▸ **What you are asked to do**: Rewrite the entries below as a numbered list, leaving out any blank lines.

====== Records shown ======

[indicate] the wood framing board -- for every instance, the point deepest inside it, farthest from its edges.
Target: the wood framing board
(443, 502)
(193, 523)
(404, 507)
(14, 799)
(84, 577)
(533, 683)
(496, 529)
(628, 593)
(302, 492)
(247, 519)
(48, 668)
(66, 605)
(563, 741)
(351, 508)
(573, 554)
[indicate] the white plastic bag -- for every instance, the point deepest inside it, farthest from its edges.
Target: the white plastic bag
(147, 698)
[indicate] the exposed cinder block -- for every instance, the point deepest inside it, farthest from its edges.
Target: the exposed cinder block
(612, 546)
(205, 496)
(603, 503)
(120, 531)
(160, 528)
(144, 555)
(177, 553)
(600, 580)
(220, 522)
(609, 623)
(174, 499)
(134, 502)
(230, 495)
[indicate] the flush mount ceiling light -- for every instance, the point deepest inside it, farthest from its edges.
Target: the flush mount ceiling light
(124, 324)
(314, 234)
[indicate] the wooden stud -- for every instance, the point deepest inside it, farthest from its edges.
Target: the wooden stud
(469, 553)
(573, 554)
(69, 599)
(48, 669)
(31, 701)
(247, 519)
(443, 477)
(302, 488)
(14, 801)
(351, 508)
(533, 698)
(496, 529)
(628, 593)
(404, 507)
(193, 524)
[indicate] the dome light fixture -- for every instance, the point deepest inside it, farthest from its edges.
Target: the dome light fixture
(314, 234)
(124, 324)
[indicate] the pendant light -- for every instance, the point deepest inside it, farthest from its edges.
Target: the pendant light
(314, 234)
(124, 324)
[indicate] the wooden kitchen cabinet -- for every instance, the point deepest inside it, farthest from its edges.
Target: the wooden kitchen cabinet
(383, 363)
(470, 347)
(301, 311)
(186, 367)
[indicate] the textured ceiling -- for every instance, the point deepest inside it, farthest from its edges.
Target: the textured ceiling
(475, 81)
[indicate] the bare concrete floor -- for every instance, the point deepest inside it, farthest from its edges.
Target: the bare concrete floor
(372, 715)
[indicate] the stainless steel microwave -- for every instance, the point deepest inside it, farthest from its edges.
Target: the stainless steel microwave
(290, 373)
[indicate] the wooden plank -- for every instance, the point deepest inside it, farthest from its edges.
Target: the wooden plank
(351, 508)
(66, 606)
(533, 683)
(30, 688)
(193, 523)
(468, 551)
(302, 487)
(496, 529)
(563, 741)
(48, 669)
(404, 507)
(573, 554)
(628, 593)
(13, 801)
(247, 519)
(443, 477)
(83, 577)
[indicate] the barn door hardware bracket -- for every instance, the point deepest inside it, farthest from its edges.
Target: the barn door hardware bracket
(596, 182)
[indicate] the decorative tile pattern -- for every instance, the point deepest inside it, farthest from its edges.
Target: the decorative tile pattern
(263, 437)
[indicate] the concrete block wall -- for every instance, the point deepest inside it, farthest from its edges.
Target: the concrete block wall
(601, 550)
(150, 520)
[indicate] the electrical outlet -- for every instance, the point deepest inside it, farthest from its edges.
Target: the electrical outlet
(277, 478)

======

▸ **Final result**:
1. [indicate] the wood framing board -- for every instance, the point deepest inside it, farthest from its edges.
2. Target: the wood framing board
3. (443, 502)
4. (193, 523)
5. (404, 507)
6. (14, 799)
7. (84, 577)
8. (533, 683)
9. (496, 529)
10. (628, 593)
11. (302, 492)
12. (247, 519)
13. (48, 668)
14. (66, 605)
15. (563, 741)
16. (351, 508)
17. (573, 554)
18. [indicate] the white plastic bag -- for every instance, the point deepest inside it, farthest from its edges.
19. Target: the white plastic bag
20. (147, 698)
21. [indicate] the exposed cinder block -- for every instance, the point deepest inside it, farthest from its edges.
22. Target: the exposed cinder block
23. (612, 546)
24. (205, 496)
25. (603, 503)
26. (120, 531)
27. (160, 528)
28. (144, 555)
29. (177, 553)
30. (600, 580)
31. (220, 522)
32. (609, 623)
33. (174, 499)
34. (134, 502)
35. (230, 495)
36. [indicate] the flush mount ceiling light -- for every instance, the point deepest inside it, farthest from its edges.
37. Target: the flush mount ceiling light
38. (124, 324)
39. (314, 234)
40. [indicate] the wooden stud -- for every instance, the point deepest inside it, farthest from its edges.
41. Target: the wooden stud
42. (469, 553)
43. (573, 554)
44. (69, 599)
45. (48, 669)
46. (31, 701)
47. (247, 519)
48. (443, 477)
49. (302, 488)
50. (14, 801)
51. (351, 508)
52. (533, 698)
53. (496, 529)
54. (628, 593)
55. (404, 507)
56. (193, 524)
57. [indicate] the dome light fixture -- for every instance, the point deepest inside it, farthest from its edges.
58. Target: the dome light fixture
59. (314, 234)
60. (124, 324)
61. [indicate] the pendant light -- for every instance, the point deepest inside it, farthest from its edges.
62. Target: the pendant light
63. (314, 234)
64. (124, 324)
65. [indicate] the wooden kitchen cabinet -- for every instance, the point deepest inside it, farthest from its edges.
66. Target: the wooden kitchen cabinet
67. (383, 363)
68. (470, 347)
69. (301, 311)
70. (186, 367)
71. [indicate] the textured ceiling -- for every instance, the point deepest inside it, farthest from its edges.
72. Target: the textured ceiling
73. (475, 81)
74. [indicate] the bare concrete floor -- for every instance, the point deepest inside it, farthest from its edges.
75. Target: the bare concrete floor
76. (372, 715)
77. [indicate] the stainless steel microwave -- for every instance, the point deepest inside it, farthest from its edges.
78. Target: the stainless steel microwave
79. (290, 373)
80. [indicate] the wooden plank -- for every instance, the point deepest inside it, farthest from its edges.
81. Target: the wooden plank
82. (351, 508)
83. (66, 606)
84. (533, 683)
85. (30, 688)
86. (193, 523)
87. (468, 551)
88. (302, 487)
89. (496, 529)
90. (563, 741)
91. (48, 669)
92. (404, 507)
93. (573, 554)
94. (628, 593)
95. (13, 801)
96. (247, 519)
97. (443, 477)
98. (83, 577)
99. [indicate] the barn door hardware bracket -- for every instance, the point deepest inside it, farthest from its edges.
100. Target: the barn door hardware bracket
101. (596, 182)
102. [indicate] the decorative tile pattern -- for every instance, the point deepest inside it, farthest from its edges.
103. Target: the decorative tile pattern
104. (263, 437)
105. [indicate] the concrete block wall -- for every instance, the point deepest inside it, farthest from its edges.
106. Target: the concrete block wall
107. (601, 550)
108. (150, 520)
109. [indicate] the electrical outlet -- for every instance, the point deepest inside it, farthest from its edges.
110. Target: the electrical outlet
111. (277, 478)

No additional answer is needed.